Lista de exercícios:
a) Transcreva o trecho do texto sobre Verão Fantasma de "Uma das belezas" a "começo ao fim.".
b) Por favor, reescreva todas as entradas trocando "an image" por "a photo" e mantendo todo o resto igual. Deixe as imagens fora da resposta.

Fonte:
____

Uma das belezas do cinema de horror é que, às vezes, nem tudo necessariamente precisa ser explicado para que aquele seja considerado um bom filme. Poderia dizer que Verão Fantasma se encaixa nesse quesito.
Disponível gratuitamente durante todo o mês do Orgulho no perfil do Vimeo do diretor Matheus Marchetti, o longa não se preocupa em dar todas as respostas na mão do espectador mas, em troca, oferece boas composições imagéticas e jogos de cena intrigantes do começo ao fim.
Uma ópera escrita com sangue
Em Verão Fantasma conhecemos Martin (Bruno Germano), um rapaz que está em busca de um amigo de infância desaparecido nos arredores de uma antiga casa de praia de sua família. Durante sua empreitada, o local e todo o mistério que o envolve também se tornará o epicentro para o nascimento da paixão entre o garoto e Lucas (João Felipe Saldanha).

____

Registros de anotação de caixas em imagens
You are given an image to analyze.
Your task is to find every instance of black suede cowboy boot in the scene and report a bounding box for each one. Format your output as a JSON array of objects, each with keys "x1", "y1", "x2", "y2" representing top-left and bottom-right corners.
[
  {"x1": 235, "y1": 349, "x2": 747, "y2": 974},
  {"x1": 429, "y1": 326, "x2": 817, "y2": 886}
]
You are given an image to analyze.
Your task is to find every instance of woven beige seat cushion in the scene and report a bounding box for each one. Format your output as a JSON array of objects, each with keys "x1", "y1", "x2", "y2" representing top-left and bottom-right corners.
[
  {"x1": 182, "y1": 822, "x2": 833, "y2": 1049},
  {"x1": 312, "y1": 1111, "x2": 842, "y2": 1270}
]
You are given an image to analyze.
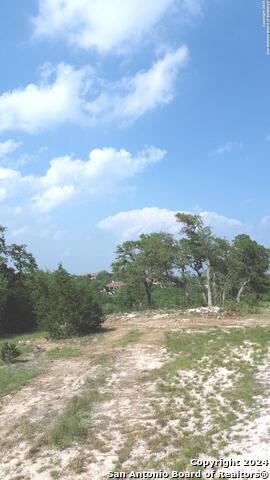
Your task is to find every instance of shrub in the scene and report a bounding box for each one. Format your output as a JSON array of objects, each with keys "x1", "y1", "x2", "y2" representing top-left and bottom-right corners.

____

Respostas:
a)
Uma das belezas do cinema de horror é que, às vezes, nem tudo necessariamente precisa ser explicado para que aquele seja considerado um bom filme. Poderia dizer que Verão Fantasma se encaixa nesse quesito.
Disponível gratuitamente durante todo o mês do Orgulho no perfil do Vimeo do diretor Matheus Marchetti, o longa não se preocupa em dar todas as respostas na mão do espectador mas, em troca, oferece boas composições imagéticas e jogos de cena intrigantes do começo ao fim.

b)
You are given a photo to analyze.
Your task is to find every instance of black suede cowboy boot in the scene and report a bounding box for each one. Format your output as a JSON array of objects, each with keys "x1", "y1", "x2", "y2" representing top-left and bottom-right corners.
[
  {"x1": 235, "y1": 349, "x2": 747, "y2": 974},
  {"x1": 429, "y1": 326, "x2": 817, "y2": 886}
]
You are given a photo to analyze.
Your task is to find every instance of woven beige seat cushion in the scene and report a bounding box for each one. Format your output as a JSON array of objects, each with keys "x1", "y1", "x2", "y2" representing top-left and bottom-right corners.
[
  {"x1": 182, "y1": 822, "x2": 833, "y2": 1049},
  {"x1": 312, "y1": 1111, "x2": 842, "y2": 1270}
]
You are given a photo to analyze.
Your task is to find every instance of shrub in the scene and report a bounding box for each one. Format your output as a JSON array of objects, each with keys "x1", "y1", "x2", "y2" representing top-left and bottom-right corners.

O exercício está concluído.